Da svolgere:
(1) Trascrivi dall'articolo sull'Expo 2015 il passo che va da "Cosa ci stanno a fare queste" fino a "panna in lombardo)?" compreso.
(2) Secondo l'articolo sull'Expo 2015, chi introdusse il riso come coltivazione su larga scala?
(3) Riduci a un elenco puntato il paragrafo dell'articolo sull'Expo 2015 che inizia con "Cosa ci stanno a fare queste marionette", mantenendone i fatti principali.

Testo da leggere:
(28.12.13) Robi Ronza non risparmia critiche all'Expo. Un Expo che potrebbe essere realizzata ovunque, che con il territorio ha relazioni solo simboliche. Ma quello che è più grave passa l'idea che l'alimentazione sia legata solo all'agricoltura vegetale di pianura (meglio se esotica)
Expo 2015: uno show tra
Club Med, New Age e
e Barilla Foundation
(un'agricoltura piatta, vegetale ed esotica dove
gli animali e le Terre Alte non esistono)
di Michele Corti
Lega e sinistra al caviale unite nell'ignorare le Terre Alte. Duro attacco di Robi Ronza contro un Expo che umilia la Lombardia, specie quella delle Terre Alte e della zootecnia, parlando solo di isole, mari e deserti in mome di un globalismo esotico e cosmopolita da subalterni ai poteri mondialisti
Che la Lega Nord esprima una totale inconsistenza politico-culturale lo si sapeva già da tempo, ma quando si va a vedere quali sono i temi dei padiglioni tematici dell'Expo "casca il latte alle ginocchia" (per usare una locuzione lombarda che - non a caso - rende l'idea di quanto la dimensione casearia sia presente nell'immaginario della nostra gente).
Un presidente leghista e un assessore all'agricoltura leghista cosa ci stanno a fare se l'Expo rispecchia una cultura da Pisapia (esponente della Milano bene - rossa per carità - con villa a Santa Margherita ligure)? Boh. Ma forse l'expo esprime anche qualcosa di peggio della cultura del mondo di Pisapia, un esotismo decisamente snobistico ed edonostico (Bellezza, Mondo delle Spezie) appena temperato da un po' di filantropismo terzomondista peloso ("abbondanza, sicurerezza" e... cornucopia per tutti). Roba vagamente New Age, da far impazzire le madamazze attempate della Milano bene che negli anni '80 trafficavano in macrobiotica.
Cosa ci stanno a fare queste marionette della politica se l'Expo della Lombardia parla di mare, di isole e di deserti nel cuore di una regione (non solo la Lombardia) fatta di montagne e di fiumi da esse alimentati? Tolto il riso (introdotto come coltivazione su larga scala dagli Sforza) l'agricoltura di cui parla l'Expo è esotica e rigidamente vegetale. Le Terre Alte semplicemente non esistono. E dov'è la terra del burro, della panna, del mascarpone, degli stracchini, dei formaggi, la celebrata (sia pure spregiativamente) Milano-Paneropoli del Foscolo (pànera = panna in lombardo)?
Non legare un'esposizione mondiale al territorio (se non per vaghi richiami simbolici ai corsi d'acqua pretesto di esercizi di archistar) è la manifestazione del provincialismo in cui è caduta (da tempo peraltro) la cultura delle pseudo classi dirigenti di Milano e Lombardia. Ferme ad una cultura che rinnega il più possibile sè stessa e insegue i miti dell'ipermodernismo senza radici mentre in tutto il mondo ci si riposiziona nel gioco globale valorizzando al massimo anche quelle risorse "localizzate" di capitale culturale e sociale (legate in larga misura all'identità). Così si conferma un destino da "provincia dell'impero" commissariata (da Roma, Bruxelles, Berlino, Washington e chi più ne ha ne metta).

Dati estratti:

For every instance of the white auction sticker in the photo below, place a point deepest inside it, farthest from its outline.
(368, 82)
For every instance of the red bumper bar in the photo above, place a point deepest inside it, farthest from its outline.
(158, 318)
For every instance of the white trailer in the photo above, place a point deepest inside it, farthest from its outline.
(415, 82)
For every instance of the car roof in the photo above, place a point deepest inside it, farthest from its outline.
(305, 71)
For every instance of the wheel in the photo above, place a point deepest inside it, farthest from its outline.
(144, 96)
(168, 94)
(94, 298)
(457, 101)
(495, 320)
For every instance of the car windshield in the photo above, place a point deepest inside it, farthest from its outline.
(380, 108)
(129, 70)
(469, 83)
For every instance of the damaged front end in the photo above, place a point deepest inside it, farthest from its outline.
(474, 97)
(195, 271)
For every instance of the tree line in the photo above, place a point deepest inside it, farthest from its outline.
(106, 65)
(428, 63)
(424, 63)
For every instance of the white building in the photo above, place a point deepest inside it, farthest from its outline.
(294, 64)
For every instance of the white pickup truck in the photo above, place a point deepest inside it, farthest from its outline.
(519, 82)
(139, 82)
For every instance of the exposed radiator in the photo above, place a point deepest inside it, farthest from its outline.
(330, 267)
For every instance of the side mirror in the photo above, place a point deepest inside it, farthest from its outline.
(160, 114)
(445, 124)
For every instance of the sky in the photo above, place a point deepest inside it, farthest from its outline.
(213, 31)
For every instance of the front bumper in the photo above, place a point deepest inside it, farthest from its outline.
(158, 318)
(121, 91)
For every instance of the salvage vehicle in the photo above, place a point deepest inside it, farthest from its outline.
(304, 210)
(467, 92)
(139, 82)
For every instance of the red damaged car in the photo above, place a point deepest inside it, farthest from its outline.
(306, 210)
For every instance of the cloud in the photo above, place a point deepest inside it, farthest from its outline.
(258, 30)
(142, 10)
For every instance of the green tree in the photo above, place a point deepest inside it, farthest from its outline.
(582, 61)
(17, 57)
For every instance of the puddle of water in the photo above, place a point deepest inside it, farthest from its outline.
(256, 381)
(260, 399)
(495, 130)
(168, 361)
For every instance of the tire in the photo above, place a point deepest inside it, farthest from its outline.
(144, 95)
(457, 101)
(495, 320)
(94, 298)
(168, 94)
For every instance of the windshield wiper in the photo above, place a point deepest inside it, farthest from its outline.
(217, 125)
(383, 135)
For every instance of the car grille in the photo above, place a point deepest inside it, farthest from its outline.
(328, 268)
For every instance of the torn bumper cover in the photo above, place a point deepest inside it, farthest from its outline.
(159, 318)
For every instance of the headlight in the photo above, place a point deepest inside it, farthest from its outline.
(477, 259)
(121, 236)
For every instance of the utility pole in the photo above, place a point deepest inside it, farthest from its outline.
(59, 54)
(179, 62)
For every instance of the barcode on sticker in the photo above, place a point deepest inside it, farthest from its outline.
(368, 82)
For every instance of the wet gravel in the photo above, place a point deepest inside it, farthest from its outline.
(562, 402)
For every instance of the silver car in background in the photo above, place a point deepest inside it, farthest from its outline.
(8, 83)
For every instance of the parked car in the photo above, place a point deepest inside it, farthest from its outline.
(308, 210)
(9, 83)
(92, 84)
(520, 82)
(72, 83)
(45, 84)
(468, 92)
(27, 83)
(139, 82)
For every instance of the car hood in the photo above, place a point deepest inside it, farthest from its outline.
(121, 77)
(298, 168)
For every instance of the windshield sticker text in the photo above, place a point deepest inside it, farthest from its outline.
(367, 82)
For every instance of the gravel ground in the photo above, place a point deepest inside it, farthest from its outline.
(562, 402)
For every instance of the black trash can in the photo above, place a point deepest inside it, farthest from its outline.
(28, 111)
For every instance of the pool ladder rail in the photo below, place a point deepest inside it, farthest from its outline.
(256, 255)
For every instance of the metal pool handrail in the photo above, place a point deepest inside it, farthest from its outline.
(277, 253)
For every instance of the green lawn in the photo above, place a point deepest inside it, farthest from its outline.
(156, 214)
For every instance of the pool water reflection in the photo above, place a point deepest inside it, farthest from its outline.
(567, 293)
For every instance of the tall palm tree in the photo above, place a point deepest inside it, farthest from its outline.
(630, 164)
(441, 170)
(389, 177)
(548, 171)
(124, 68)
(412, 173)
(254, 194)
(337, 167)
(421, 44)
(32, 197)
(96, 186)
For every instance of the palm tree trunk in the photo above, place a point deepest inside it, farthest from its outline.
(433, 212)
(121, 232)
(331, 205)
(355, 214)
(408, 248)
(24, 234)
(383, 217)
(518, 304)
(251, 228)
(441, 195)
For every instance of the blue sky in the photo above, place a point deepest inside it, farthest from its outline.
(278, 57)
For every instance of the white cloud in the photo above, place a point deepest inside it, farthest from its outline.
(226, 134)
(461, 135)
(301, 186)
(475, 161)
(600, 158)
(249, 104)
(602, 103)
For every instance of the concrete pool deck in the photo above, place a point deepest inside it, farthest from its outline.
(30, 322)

Esiti per compito:
(1)
Cosa ci stanno a fare queste marionette della politica se l'Expo della Lombardia parla di mare, di isole e di deserti nel cuore di una regione (non solo la Lombardia) fatta di montagne e di fiumi da esse alimentati? Tolto il riso (introdotto come coltivazione su larga scala dagli Sforza) l'agricoltura di cui parla l'Expo è esotica e rigidamente vegetale. Le Terre Alte semplicemente non esistono. E dov'è la terra del burro, della panna, del mascarpone, degli stracchini, dei formaggi, la celebrata (sia pure spregiativamente) Milano-Paneropoli del Foscolo (pànera = panna in lombardo)?

(2) Gli Sforza.

(3)
- L'Expo della Lombardia parla di mare, isole e deserti in una regione fatta di montagne e di fiumi alimentati da esse.
- A parte il riso, introdotto su larga scala dagli Sforza, l'agricoltura presentata dall'Expo è esotica e rigidamente vegetale.
- Le Terre Alte non esistono.
- Manca la terra del burro, della panna, del mascarpone, degli stracchini e dei formaggi, cioè la Milano-Paneropoli del Foscolo (pànera = panna in lombardo).